- _DOCUMENT EXCERPT_

[Start of Attachment]

BLOG by Sarah Lines

11 Jun 2015
In - Blog

What’s involved in creating one of our information resources? Well, how about 12 health professionals, one partner organisation, several patient reviewers and a designer. They all helped to create our latest resource: Find out about Your prostate, an Easy Read guide for men with learning disabilities.

The Easy Read booklet
We know that almost one in three adults over the age of 65 across England don’t have the literacy skills needed to understand health information – people with low literacy or learning disabilities, or people whose first language is not English.

Over 900,000 adults in England have learning disabilities and cancer accounts for 12-18 per cent of deaths in this population. As well as this about four out of every ten men over the age of 50 (40 per cent) and three out of four men in their 70s (75 per cent) have urinary symptoms that are caused by an enlarged prostate. Men of any age can be affected by prostatitis, but it’s most common in younger and middle aged men, typically between 30 and 50.

With these conditions affecting such a large proportion of the population, and since prostate cancer is the most common cancer in men, we believe no man should be unaware of the disease or unable to get information about it. So we decided to create a booklet to help these men understand the signs and symptoms of prostate disease and what to do if they spot anything unusual.

A great deal of work goes into all our information publications. All are written by trained health writers and reviewed by both health professionals and patients to ensure accuracy of information and easy of understanding. But with such a specialised audience, another level of work was needed.

The feedback helped us understand what men were learning from the images and what they found distracting or confusing

To make sure we understood and addressed their needs we worked with a number of specialist organisations, including Change and The Community Health and Learning Foundation. With their help we produced a first draft of the booklet which was reviewed by health professionals working with men over 40 with learning disabilities.

The feedback we received was not what we were expecting. The men noticed lots of details we hadn’t considered. In one of the early drafts many reviewers felt that the window in the bathroom needed to be smaller and higher up to give the man more privacy. Several reviewers also thought the nurse character was unclear and her uniform made her look like she worked in Asda!

While these comments can seem irrelevant on the surface this feedback helped us to understand what the men were learning from the images and what they found distracting or confusing. Their comments and suggestions helped us understand what worked for them and how we could get the message across.

After this feedback, the booklet was revised and tested a further two times, each time receiving comments from the target audience, to ensure the messages were as clear as possible. A huge amount of work went into creating this guide. An extensive team of professionals, patients, writers and designers helped develop this resource, which just goes to show, you should never judge a book by its cover.

The booklet was launched in February 2015. Since its launch the booklet has already been downloaded well over 200 times. We hope this guide will help even more men spot the signs and symptoms of prostate cancer and know what they can do to seek help. It is currently available to download for free on our website.

[End of Attachment]

- _SOURCE MATERIAL_
[Start of Attachment]

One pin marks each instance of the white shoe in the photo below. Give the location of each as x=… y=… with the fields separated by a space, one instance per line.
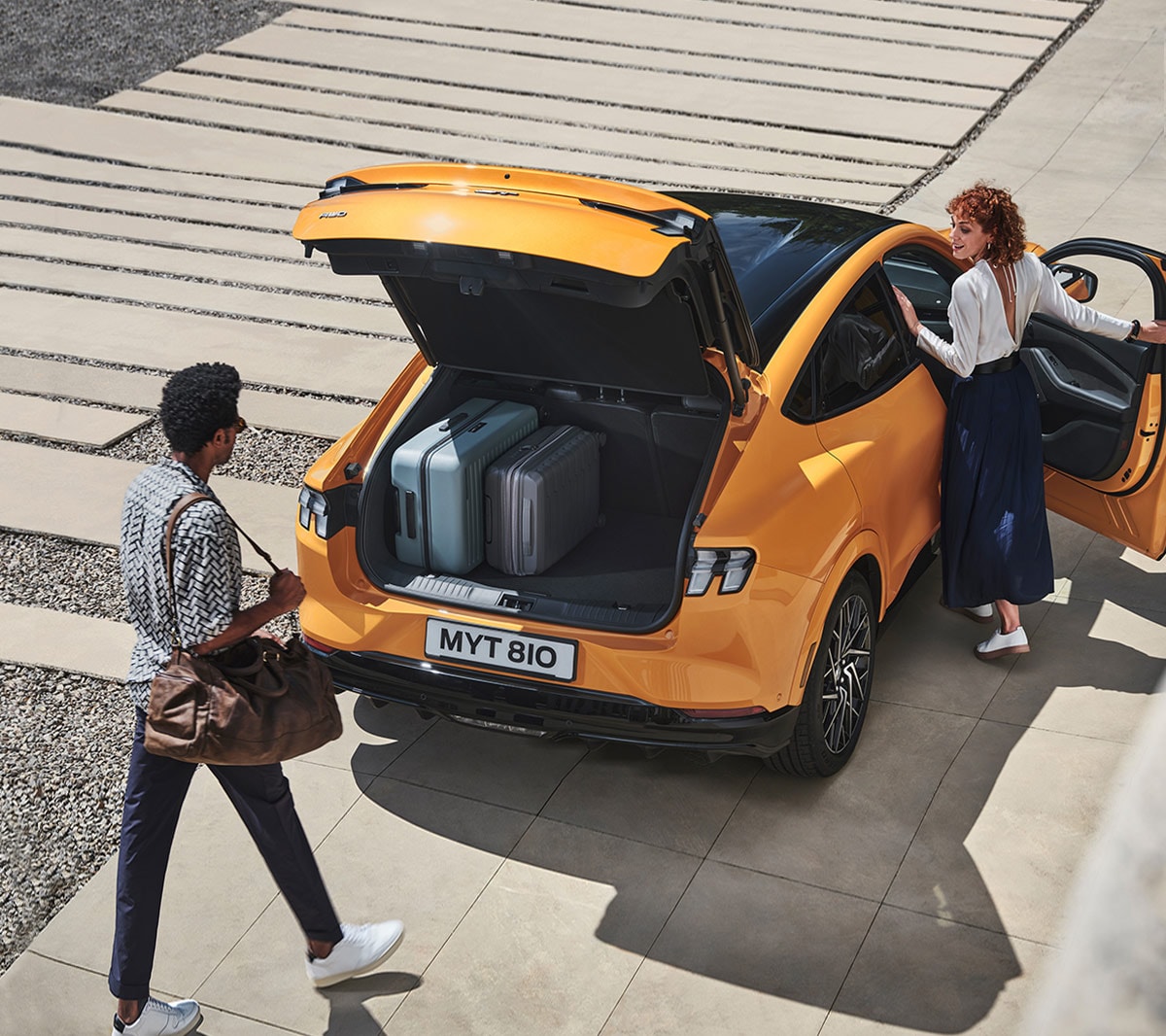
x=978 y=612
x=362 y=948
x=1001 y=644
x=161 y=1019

[End of Attachment]

- _EXERCISE PROMPT_
Answer these questions from the blog post about the Easy Read prostate guide:
(a) How many health professionals helped create the resource?
(b) How many further times was the booklet revised and tested after the first round of feedback?
(c) In what month and year was the booklet launched?

- _REPLY_
(a) 12
(b) Two
(c) February 2015